(Box annotations for photographs)
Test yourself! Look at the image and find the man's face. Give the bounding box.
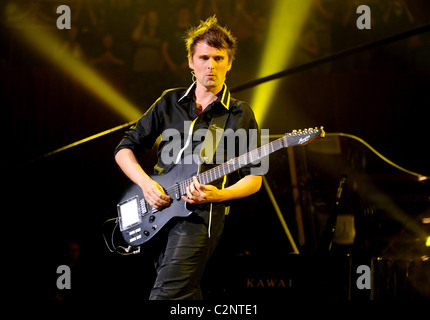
[188,41,231,90]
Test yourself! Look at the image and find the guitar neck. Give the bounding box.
[179,138,287,195]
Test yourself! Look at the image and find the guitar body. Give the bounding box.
[117,164,198,246]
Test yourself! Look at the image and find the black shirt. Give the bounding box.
[115,83,260,186]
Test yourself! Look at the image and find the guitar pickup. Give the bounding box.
[175,182,181,200]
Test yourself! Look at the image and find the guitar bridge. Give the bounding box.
[139,199,148,215]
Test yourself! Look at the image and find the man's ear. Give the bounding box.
[188,56,194,70]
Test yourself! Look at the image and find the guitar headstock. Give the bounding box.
[284,127,325,147]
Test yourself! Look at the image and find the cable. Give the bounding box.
[102,218,140,256]
[326,132,430,181]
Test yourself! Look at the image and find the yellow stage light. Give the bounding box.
[251,0,312,126]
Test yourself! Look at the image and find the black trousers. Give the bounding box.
[149,210,225,300]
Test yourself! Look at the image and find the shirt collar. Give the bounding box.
[178,82,230,110]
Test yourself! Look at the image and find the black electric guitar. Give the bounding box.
[117,127,325,246]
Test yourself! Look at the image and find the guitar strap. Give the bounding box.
[200,98,236,164]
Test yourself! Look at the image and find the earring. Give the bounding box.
[191,70,197,82]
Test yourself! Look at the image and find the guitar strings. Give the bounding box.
[165,138,284,196]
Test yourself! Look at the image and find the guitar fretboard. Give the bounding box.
[177,138,287,195]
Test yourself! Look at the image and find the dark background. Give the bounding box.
[0,0,430,301]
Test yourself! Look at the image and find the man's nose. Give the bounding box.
[208,58,216,70]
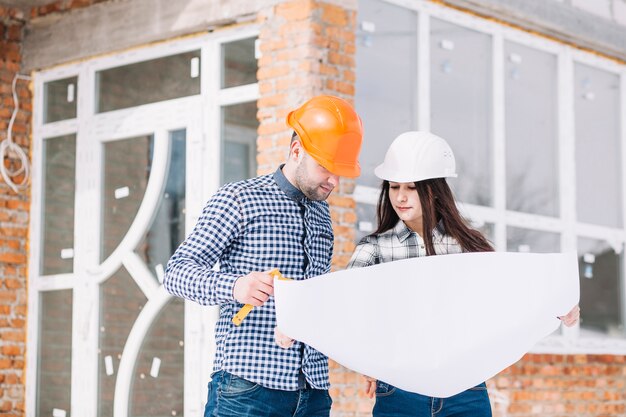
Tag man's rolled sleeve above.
[163,188,242,305]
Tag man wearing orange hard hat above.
[163,95,363,417]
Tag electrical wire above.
[0,74,30,193]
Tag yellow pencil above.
[233,269,288,326]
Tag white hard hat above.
[374,132,457,182]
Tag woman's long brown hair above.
[374,178,493,256]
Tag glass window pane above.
[222,38,258,88]
[101,136,153,260]
[222,101,259,184]
[578,238,624,335]
[43,77,78,123]
[355,0,418,188]
[41,135,76,275]
[137,130,186,276]
[506,227,561,253]
[35,290,72,417]
[98,268,146,417]
[502,42,559,216]
[96,51,200,113]
[129,298,185,417]
[430,19,493,206]
[574,64,623,227]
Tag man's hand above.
[363,375,376,398]
[274,327,295,349]
[559,305,580,327]
[233,271,274,307]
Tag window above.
[27,27,258,417]
[354,0,626,352]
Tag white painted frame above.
[26,25,259,417]
[354,0,626,355]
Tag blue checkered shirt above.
[348,220,462,268]
[163,166,333,391]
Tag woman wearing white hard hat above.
[348,132,579,417]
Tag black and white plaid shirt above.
[348,220,462,268]
[164,166,333,391]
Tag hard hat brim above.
[374,163,458,182]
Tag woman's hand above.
[559,305,580,327]
[363,375,376,398]
[274,327,295,349]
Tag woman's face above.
[389,181,422,230]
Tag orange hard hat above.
[287,95,363,177]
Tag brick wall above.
[0,0,626,417]
[258,0,370,415]
[0,7,31,417]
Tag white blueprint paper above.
[274,252,579,398]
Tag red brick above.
[0,253,26,264]
[2,345,22,356]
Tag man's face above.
[295,149,339,201]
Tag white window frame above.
[26,25,259,417]
[354,0,626,355]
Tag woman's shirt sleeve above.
[347,236,380,268]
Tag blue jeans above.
[374,381,491,417]
[204,371,333,417]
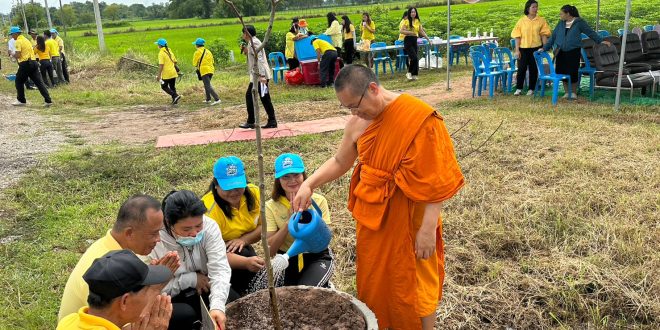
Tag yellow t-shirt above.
[57,230,122,320]
[360,21,376,40]
[202,184,260,241]
[266,193,332,252]
[46,39,60,57]
[193,47,215,76]
[511,16,552,48]
[14,35,34,63]
[312,39,337,55]
[57,307,119,330]
[158,47,179,80]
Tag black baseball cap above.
[83,250,172,300]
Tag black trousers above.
[245,81,277,124]
[278,249,335,288]
[319,50,337,86]
[15,60,53,103]
[403,36,419,76]
[160,78,179,100]
[342,39,355,64]
[39,60,55,87]
[516,46,541,91]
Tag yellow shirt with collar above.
[511,16,552,48]
[202,183,260,241]
[56,307,119,330]
[191,47,215,76]
[158,47,179,80]
[57,230,122,320]
[266,193,332,252]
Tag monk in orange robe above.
[293,65,464,329]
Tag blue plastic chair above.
[371,42,394,77]
[577,48,596,99]
[394,40,408,71]
[268,52,289,84]
[495,47,518,94]
[470,51,502,99]
[534,52,571,105]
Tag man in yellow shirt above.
[58,195,179,319]
[9,26,53,107]
[193,38,221,105]
[57,250,172,330]
[310,36,337,88]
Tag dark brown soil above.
[227,287,367,330]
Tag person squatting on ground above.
[293,65,464,329]
[193,38,221,105]
[266,153,334,287]
[155,38,181,105]
[149,190,231,330]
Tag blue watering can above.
[286,200,332,258]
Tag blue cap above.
[275,154,305,179]
[213,156,247,190]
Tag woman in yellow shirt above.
[155,38,181,105]
[399,7,431,80]
[266,154,334,287]
[193,38,221,105]
[511,0,552,95]
[202,156,264,296]
[34,36,55,87]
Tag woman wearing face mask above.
[202,156,265,296]
[149,190,232,329]
[266,154,334,287]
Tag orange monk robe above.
[349,94,464,329]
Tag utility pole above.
[94,0,106,54]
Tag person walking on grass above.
[511,0,552,96]
[193,38,222,105]
[155,38,181,105]
[9,26,53,107]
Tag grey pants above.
[202,73,220,101]
[50,56,66,84]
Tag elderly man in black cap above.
[57,250,172,330]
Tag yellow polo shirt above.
[511,15,552,48]
[158,47,179,80]
[312,39,337,55]
[202,184,261,241]
[266,193,332,252]
[56,307,119,330]
[193,47,215,76]
[14,35,34,63]
[360,21,376,40]
[57,230,122,320]
[46,39,60,57]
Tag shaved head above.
[335,64,380,96]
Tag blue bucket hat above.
[213,156,247,190]
[275,154,305,179]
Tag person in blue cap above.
[202,156,265,296]
[9,26,53,107]
[155,38,181,105]
[266,153,334,287]
[193,38,221,105]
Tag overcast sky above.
[0,0,167,15]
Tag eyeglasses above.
[339,83,371,111]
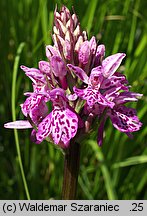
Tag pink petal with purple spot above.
[108,106,142,133]
[36,113,52,142]
[20,65,46,84]
[67,64,89,84]
[89,36,97,54]
[4,120,32,129]
[39,61,50,75]
[94,44,105,66]
[78,41,90,65]
[102,53,126,77]
[50,56,67,79]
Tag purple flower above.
[4,6,142,148]
[36,89,78,148]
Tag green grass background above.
[0,0,147,199]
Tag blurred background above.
[0,0,147,199]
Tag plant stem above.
[62,140,80,200]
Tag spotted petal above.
[21,94,48,124]
[78,41,90,65]
[20,65,46,84]
[108,106,142,133]
[102,53,126,77]
[4,120,32,129]
[36,108,78,148]
[67,64,89,84]
[73,87,114,108]
[36,113,52,142]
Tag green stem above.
[11,43,30,200]
[62,140,80,200]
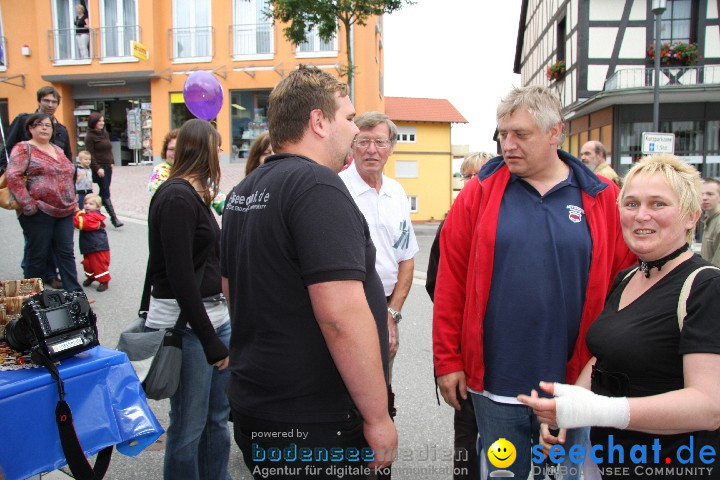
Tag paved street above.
[0,164,452,480]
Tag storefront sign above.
[130,40,150,60]
[642,132,675,155]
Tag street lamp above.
[651,0,667,132]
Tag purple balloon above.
[183,70,225,122]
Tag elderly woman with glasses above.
[7,113,82,291]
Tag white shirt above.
[339,162,419,297]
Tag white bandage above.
[555,383,630,429]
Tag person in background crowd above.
[145,119,230,480]
[245,132,272,177]
[73,193,111,292]
[518,155,720,479]
[580,140,622,187]
[7,113,82,292]
[339,112,419,382]
[433,86,634,478]
[425,152,493,480]
[148,128,180,195]
[153,128,225,215]
[700,178,720,267]
[221,65,397,479]
[75,3,90,58]
[75,150,92,207]
[85,112,123,228]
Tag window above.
[555,17,567,61]
[295,27,337,57]
[408,195,417,213]
[50,0,92,63]
[395,160,418,178]
[230,90,270,159]
[232,0,273,59]
[660,0,695,43]
[100,0,140,58]
[398,127,417,143]
[170,92,195,130]
[173,0,213,61]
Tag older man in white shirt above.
[340,112,418,373]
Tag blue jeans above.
[470,393,540,479]
[164,322,231,480]
[471,393,590,480]
[18,210,83,292]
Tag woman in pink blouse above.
[7,113,82,291]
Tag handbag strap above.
[31,348,113,480]
[678,265,720,332]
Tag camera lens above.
[5,317,33,352]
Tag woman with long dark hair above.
[145,119,230,480]
[85,112,123,228]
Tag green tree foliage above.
[265,0,414,98]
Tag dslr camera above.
[5,290,99,361]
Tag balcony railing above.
[98,25,142,60]
[605,65,720,91]
[48,28,95,62]
[229,23,274,58]
[168,27,215,61]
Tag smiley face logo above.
[488,438,517,468]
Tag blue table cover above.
[0,347,164,480]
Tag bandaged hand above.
[518,382,630,429]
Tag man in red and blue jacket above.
[433,86,635,478]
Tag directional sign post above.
[642,132,675,155]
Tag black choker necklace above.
[640,243,690,278]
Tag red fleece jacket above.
[433,155,637,392]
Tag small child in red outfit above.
[73,193,110,292]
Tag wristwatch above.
[388,307,402,323]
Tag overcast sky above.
[384,0,521,152]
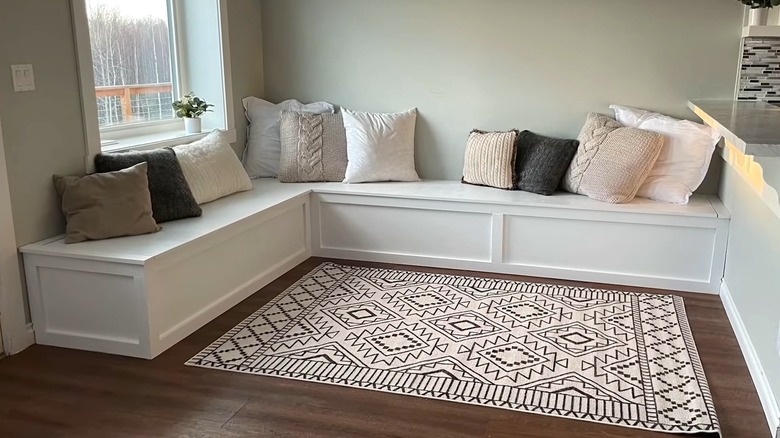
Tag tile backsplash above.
[737,38,780,103]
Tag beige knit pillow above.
[563,113,664,204]
[277,111,347,182]
[463,129,520,190]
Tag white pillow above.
[173,130,252,204]
[610,105,720,205]
[342,108,420,183]
[243,97,335,178]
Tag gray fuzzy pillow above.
[515,131,580,196]
[95,148,202,223]
[278,111,347,182]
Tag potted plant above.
[739,0,780,26]
[172,92,213,134]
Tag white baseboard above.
[720,281,780,438]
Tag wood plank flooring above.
[0,258,770,438]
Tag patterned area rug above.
[187,263,718,433]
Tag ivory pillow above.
[610,105,721,204]
[243,97,334,178]
[463,129,520,190]
[54,163,160,243]
[95,148,201,224]
[173,130,252,204]
[342,108,420,183]
[563,113,664,204]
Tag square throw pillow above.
[462,129,520,190]
[610,105,721,205]
[95,148,201,223]
[54,163,160,243]
[563,113,664,204]
[515,131,580,196]
[243,97,335,178]
[172,130,252,204]
[278,111,347,182]
[342,108,420,183]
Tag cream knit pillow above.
[172,130,252,204]
[563,113,664,204]
[463,129,520,190]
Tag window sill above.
[101,129,236,152]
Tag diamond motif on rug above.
[423,311,507,341]
[531,322,624,356]
[187,263,719,433]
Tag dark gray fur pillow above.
[515,131,580,196]
[95,148,202,223]
[277,111,347,182]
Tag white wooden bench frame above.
[22,180,729,358]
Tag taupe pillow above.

**Given exercise**
Reproduce the lines verbatim, beginning at the line that contains "Tag gray fuzzy pillow above." and continuing through the final line.

**Solution to the problem**
Tag gray fuzzy pillow above.
[515,131,580,196]
[95,148,202,223]
[278,111,347,182]
Tag potted plant above.
[739,0,780,26]
[172,92,213,134]
Tag white baseboard above.
[720,281,780,438]
Tag wood plank flooring above.
[0,258,770,438]
Tag patterned area rug above.
[187,263,718,433]
Tag ivory pillow above.
[610,105,721,204]
[243,97,334,178]
[463,129,520,190]
[54,163,160,243]
[95,148,201,224]
[173,130,252,204]
[342,108,420,183]
[563,113,664,204]
Tag square throw pillow above.
[462,129,520,190]
[610,105,721,205]
[95,148,201,223]
[54,163,160,243]
[563,113,664,204]
[515,131,580,196]
[243,97,335,178]
[172,130,252,204]
[278,111,347,182]
[342,108,420,183]
Tag cream knit pillow above.
[172,130,252,204]
[563,113,664,204]
[463,129,520,190]
Tag window sill above.
[101,129,236,152]
Tag diamond motif on rug above.
[423,311,507,341]
[531,322,624,356]
[187,263,719,433]
Tag dark gray fur pillow above.
[515,131,580,196]
[95,148,202,223]
[277,111,347,182]
Tag white wooden bench frame above.
[22,180,729,358]
Tag taupe pillow above.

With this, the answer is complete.